╭──

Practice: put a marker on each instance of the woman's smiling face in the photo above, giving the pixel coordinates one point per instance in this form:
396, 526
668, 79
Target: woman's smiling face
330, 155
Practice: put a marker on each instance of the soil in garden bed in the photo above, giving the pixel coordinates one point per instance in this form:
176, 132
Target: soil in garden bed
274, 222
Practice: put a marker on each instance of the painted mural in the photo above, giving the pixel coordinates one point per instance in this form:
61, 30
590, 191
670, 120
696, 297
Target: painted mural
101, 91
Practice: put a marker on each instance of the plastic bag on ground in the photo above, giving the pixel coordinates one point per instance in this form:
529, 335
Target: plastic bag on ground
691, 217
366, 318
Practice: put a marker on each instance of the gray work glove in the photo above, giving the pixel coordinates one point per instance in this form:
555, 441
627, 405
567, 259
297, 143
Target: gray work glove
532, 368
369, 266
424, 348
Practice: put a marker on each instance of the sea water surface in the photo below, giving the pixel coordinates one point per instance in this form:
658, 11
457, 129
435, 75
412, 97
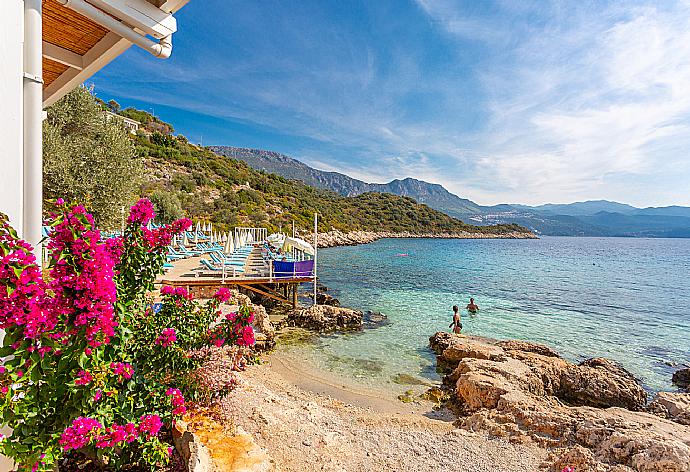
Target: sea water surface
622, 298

╰──
╭──

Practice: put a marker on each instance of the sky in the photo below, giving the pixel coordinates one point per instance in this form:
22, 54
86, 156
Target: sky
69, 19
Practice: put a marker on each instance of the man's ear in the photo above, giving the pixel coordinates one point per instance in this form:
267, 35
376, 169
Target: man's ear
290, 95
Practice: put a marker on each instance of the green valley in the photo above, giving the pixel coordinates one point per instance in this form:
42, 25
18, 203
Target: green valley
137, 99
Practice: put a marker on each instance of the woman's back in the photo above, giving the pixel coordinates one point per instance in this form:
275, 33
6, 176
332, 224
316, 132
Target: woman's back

╰──
╭──

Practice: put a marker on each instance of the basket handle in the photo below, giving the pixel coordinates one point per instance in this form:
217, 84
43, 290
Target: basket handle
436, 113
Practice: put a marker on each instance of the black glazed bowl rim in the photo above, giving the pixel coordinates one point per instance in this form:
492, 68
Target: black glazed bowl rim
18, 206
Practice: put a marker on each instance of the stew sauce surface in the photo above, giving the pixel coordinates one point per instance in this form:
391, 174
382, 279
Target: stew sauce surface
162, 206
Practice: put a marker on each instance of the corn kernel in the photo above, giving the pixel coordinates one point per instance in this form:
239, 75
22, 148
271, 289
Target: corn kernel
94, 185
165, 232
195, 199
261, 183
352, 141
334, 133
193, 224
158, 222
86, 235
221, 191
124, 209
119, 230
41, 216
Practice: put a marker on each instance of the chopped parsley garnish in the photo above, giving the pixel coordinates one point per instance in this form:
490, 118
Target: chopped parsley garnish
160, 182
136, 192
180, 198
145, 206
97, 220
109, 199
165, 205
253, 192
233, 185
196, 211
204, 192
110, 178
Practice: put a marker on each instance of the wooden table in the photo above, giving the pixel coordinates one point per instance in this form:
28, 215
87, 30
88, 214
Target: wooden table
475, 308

╰──

* **What this task involves**:
What count of lines in the listing contain the word "below"? Reply with the number only.

* **Written answer**:
3